(Referring expression pointing data)
::::::
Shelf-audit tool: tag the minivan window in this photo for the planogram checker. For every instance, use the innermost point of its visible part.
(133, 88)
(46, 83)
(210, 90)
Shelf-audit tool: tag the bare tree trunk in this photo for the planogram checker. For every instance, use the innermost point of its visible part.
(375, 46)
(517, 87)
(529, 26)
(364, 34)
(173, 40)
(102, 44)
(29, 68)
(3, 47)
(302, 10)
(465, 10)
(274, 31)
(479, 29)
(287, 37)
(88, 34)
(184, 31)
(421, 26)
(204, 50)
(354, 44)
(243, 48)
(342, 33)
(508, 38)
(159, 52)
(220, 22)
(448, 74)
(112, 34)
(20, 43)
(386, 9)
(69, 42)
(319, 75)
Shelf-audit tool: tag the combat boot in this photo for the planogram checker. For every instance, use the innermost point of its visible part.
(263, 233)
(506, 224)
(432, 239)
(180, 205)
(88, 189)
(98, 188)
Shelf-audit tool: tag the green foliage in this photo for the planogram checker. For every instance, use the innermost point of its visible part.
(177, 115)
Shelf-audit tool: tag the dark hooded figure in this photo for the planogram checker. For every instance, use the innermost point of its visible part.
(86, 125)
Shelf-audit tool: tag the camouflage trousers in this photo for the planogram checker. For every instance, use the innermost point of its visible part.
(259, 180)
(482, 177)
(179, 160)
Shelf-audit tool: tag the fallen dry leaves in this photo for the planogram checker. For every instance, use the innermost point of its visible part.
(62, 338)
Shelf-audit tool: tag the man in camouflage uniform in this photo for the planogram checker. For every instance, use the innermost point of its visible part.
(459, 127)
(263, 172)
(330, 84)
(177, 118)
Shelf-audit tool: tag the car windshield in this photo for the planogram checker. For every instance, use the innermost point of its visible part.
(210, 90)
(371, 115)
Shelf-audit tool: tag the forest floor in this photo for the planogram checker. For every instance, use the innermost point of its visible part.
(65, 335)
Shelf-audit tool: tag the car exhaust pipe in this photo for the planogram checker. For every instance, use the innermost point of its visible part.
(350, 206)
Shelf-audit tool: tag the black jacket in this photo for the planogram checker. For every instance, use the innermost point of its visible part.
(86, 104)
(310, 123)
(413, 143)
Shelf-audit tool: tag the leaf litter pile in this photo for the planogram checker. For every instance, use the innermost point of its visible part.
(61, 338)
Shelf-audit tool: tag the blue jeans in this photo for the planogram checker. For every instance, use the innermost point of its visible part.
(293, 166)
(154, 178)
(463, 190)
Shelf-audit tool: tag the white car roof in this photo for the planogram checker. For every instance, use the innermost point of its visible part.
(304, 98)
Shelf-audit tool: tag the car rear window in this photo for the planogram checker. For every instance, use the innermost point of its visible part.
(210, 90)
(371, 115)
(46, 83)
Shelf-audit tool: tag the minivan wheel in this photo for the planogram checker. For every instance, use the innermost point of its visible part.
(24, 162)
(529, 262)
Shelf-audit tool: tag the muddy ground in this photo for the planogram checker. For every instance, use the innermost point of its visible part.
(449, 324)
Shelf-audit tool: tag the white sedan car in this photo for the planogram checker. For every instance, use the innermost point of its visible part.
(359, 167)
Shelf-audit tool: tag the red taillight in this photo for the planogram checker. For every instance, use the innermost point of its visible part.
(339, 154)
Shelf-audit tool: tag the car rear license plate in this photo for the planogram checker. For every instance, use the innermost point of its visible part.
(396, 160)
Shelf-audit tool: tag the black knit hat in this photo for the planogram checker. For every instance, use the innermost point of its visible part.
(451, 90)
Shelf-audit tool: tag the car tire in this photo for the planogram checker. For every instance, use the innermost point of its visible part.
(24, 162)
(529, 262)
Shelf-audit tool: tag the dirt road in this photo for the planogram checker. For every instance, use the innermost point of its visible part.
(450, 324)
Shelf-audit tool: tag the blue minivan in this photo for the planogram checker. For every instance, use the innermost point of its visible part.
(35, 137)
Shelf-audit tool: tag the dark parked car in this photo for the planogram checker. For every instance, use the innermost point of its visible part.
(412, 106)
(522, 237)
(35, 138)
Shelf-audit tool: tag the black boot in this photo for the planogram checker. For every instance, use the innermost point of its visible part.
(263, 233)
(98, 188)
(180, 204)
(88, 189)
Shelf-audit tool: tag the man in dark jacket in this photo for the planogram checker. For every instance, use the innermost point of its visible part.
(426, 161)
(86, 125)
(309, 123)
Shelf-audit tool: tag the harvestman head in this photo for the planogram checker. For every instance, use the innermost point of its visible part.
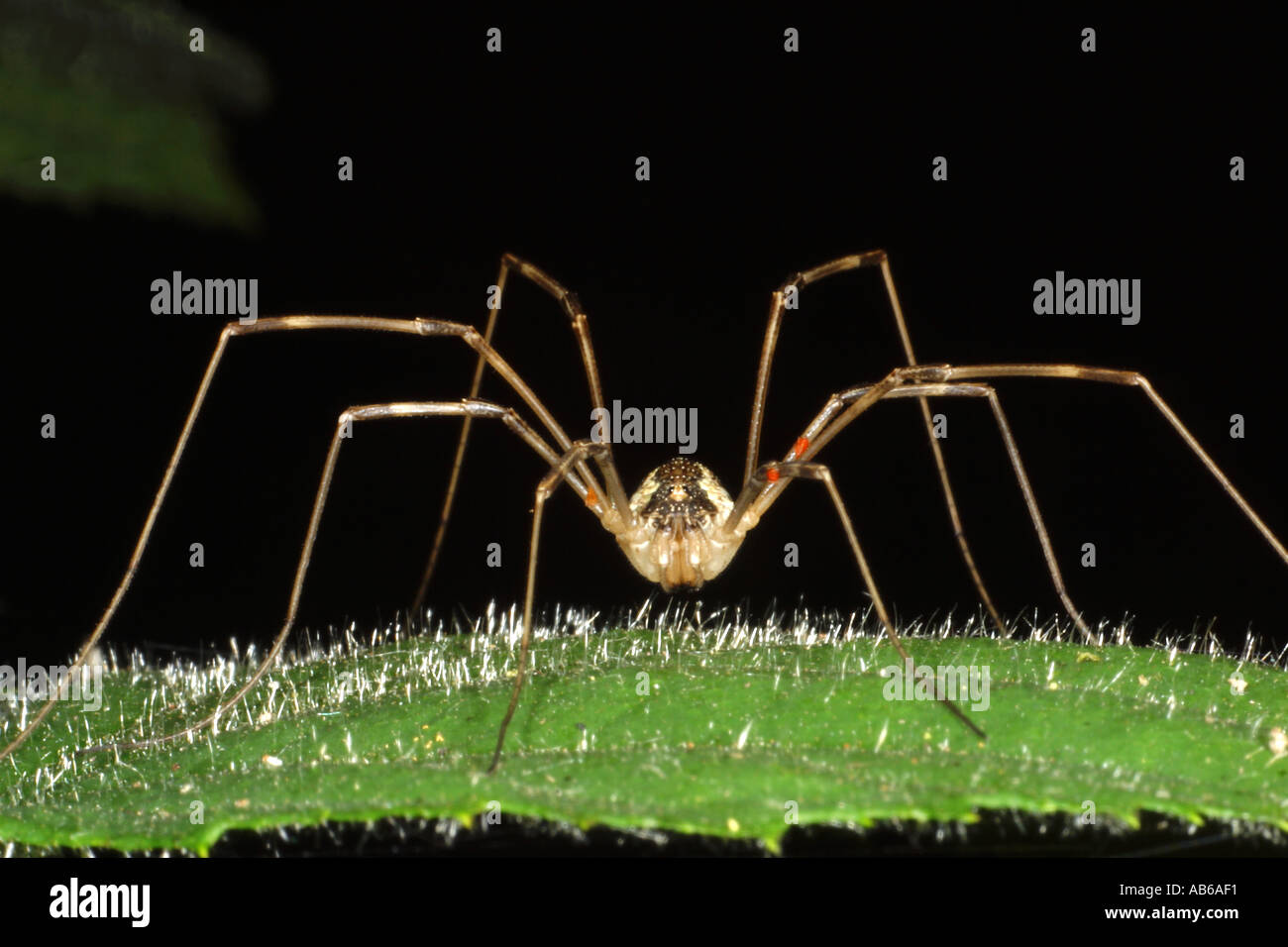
::::::
= What the task requires =
Once you find the line that contains "Shelf-audit tool: tag the muddy", reproduce it and every line after it through the end of the entries above, exactly as written, with no pictures.

= Exercise response =
Shelf-audit tool: tag the muddy ground in this photo for the planogram checker. For every instance, use the innermost point of its visible part.
(449, 324)
Shelf-audit tool: tag the white sedan car in this photo for the planogram checker. For every instance, use the innermost point of its visible part.
(359, 167)
Shelf-audit tool: tag the red taillight in this photo for the planogram checker. For every instance, use the innermost point of its visible part.
(339, 154)
Shelf-audit tool: tag the car rear license plate in this photo for the planogram checker. For every instance, use the innermost point of its visible part.
(396, 160)
Shelf-audit tool: tag the black knit hat in this photo for the planogram checker. For every instance, use the innermost point of its visible part.
(451, 90)
Shelf-audit tool: tag the car tire in this photo for the planogram checker. For every instance, use the innermost point of its visible part.
(24, 162)
(529, 262)
Shelf-audit tool: tag the dirt road in this photo for the planogram checker. For every instance, use the innermost point of its visible part.
(450, 324)
Shelf-audit tool: tag the blue minivan in this photo for the planogram checker. For every instance, use the innermost point of its visible part.
(35, 137)
Shelf-audit tool: tag the dark parked car in this photo for the planogram checker. For every instance, use the innermost point of its visible part.
(412, 106)
(522, 237)
(35, 138)
Shelf-audit tool: tag the black boot in this photo for the planogram checker. For every instance, use the innermost point of its visible part.
(263, 233)
(98, 188)
(180, 204)
(88, 189)
Shelf-audit tool: tag the man in dark jacket in this photo for the planogram checker. For every instance, use the innermost point of its visible part.
(426, 161)
(86, 125)
(309, 123)
Shelf-audit tool: tag the harvestman head in this photo for the planogram checker. For every instance, use the innermost point of its visible part.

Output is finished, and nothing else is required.